-- begin TEXT PROVIDED --
Finnish Mail System Abandons Tuesday Delivery
Reader jones_supa writes: In a world moving to electronic communications, the snail mail traffic has seen a huge drop. Because of this, Posti, the mail delivery organization of Finland will not be delivering letters and magazines on Tuesdays anymore. Tuesday was selected because it generally has the lowest volume of mail. For example, magazines and advertisements are targeted to the end of the week, so that people have more time for shopping dreams in the weekend. Another reason is that Posti recently launched a lawn mowing service which operates on Tuesdays.
The USPS would be willing to make similar reforms, but is prevented from doing so by a congress that wants to cripple it with unreasonable pension obligations that not one single company would have to meet, and all manner of restrictions that prevent it from actually competing with private couriers.
Drill baby drill - on Mars
>> snail mail traffic has seen a huge drop. Because of this...mail delivery organization...will not be delivering letters and magazines on [day] anymore
Seems reasonable: it you have less volume, reduce your costs by dropping your capacity. Coming soon to USPS I hope? (Even every other day might be worth it - the USPS's "no Saturdays" plan actually leaves a three-day gap in most weeks.)
Really? Delivering newspapers and mowing lawns? Do they only hire teenagers?
some reindeer then.
Another reason is that Posti recently launched a lawn mowing service which operates on Tuesdays.
http://www.theatlantic.com/int...
-- end TEXT PROVIDED --
-- begin STORED RECORDS --
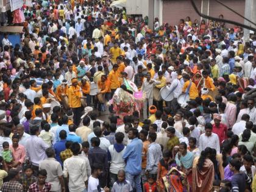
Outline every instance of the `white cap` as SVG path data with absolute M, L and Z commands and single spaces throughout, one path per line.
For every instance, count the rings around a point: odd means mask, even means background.
M 216 53 L 218 53 L 219 54 L 220 54 L 221 53 L 221 50 L 219 49 L 216 49 L 215 51 L 216 51 Z
M 52 106 L 51 104 L 43 104 L 43 108 L 50 108 Z
M 238 67 L 238 66 L 242 66 L 242 65 L 241 65 L 241 63 L 238 63 L 238 62 L 235 62 L 235 66 L 236 66 L 236 67 Z
M 169 67 L 168 67 L 168 69 L 174 71 L 174 67 L 173 66 L 170 66 Z
M 85 116 L 87 116 L 87 114 L 88 114 L 89 112 L 92 112 L 93 110 L 93 107 L 86 107 L 85 108 L 85 114 L 84 114 L 83 115 L 82 115 L 82 116 L 81 116 L 81 119 L 84 119 L 84 118 Z
M 242 58 L 241 58 L 239 56 L 235 56 L 235 60 L 242 60 Z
-- end STORED RECORDS --
● GIVEN INSTRUCTION
From the text on Posti ending Tuesday delivery, reproduce everything from "Really? Delivering newspapers" down to "http://www.theatlantic.com/int..." word for word.

● SOLUTION
Really? Delivering newspapers and mowing lawns? Do they only hire teenagers?
some reindeer then.
Another reason is that Posti recently launched a lawn mowing service which operates on Tuesdays.
http://www.theatlantic.com/int...